§ Work order: Look through the material below for "errors". Copy every line that contains it.

§ Data section:
*** Begin section ***

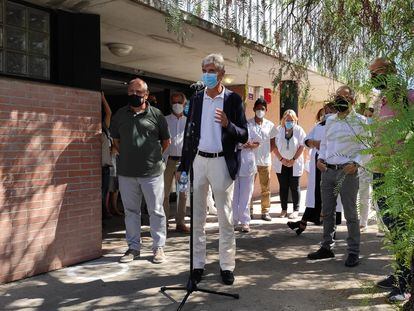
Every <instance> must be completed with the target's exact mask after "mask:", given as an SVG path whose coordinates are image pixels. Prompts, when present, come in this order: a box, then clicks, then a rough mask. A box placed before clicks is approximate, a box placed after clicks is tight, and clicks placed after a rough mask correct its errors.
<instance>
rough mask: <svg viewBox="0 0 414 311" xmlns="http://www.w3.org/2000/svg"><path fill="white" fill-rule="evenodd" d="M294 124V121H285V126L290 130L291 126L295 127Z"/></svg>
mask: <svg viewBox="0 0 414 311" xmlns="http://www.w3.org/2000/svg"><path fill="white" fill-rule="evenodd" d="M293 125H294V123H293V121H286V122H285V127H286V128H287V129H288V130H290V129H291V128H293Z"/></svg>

*** End section ***
*** Begin section ***

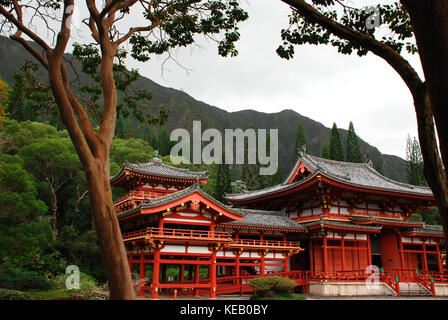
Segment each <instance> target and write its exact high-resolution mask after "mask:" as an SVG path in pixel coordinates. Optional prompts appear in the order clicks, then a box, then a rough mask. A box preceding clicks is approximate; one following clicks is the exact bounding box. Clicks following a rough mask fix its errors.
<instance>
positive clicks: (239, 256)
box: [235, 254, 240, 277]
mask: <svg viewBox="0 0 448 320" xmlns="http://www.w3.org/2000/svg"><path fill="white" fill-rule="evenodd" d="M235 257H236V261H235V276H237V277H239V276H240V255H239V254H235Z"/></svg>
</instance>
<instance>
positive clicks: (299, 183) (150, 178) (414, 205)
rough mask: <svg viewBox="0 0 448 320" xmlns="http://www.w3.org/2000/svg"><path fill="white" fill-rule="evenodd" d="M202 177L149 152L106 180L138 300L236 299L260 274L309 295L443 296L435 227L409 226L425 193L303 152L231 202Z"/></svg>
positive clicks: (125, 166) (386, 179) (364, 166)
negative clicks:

*** End section ***

§ Your solution:
Every <instance> must be completed with the target's exact mask after "mask:", given as an SVG path whose coordinates are image pixels. Prompts, when present, come in this order: a box, then clicks, then a rough mask. A box placed before clicks is approximate, a box placed after clicks is tight, and clicks placed after a rough mask correct its errors.
Segment each <instance> target and write its exact high-resolution mask after "mask:" as an SVG path in pixel coordinates. Optional prompts appear in the order clicks, then a box, then a rough mask. A box preceding clicks is approximate; one following clicks is the exact bounding box. Clicks following a rough mask fix its errors.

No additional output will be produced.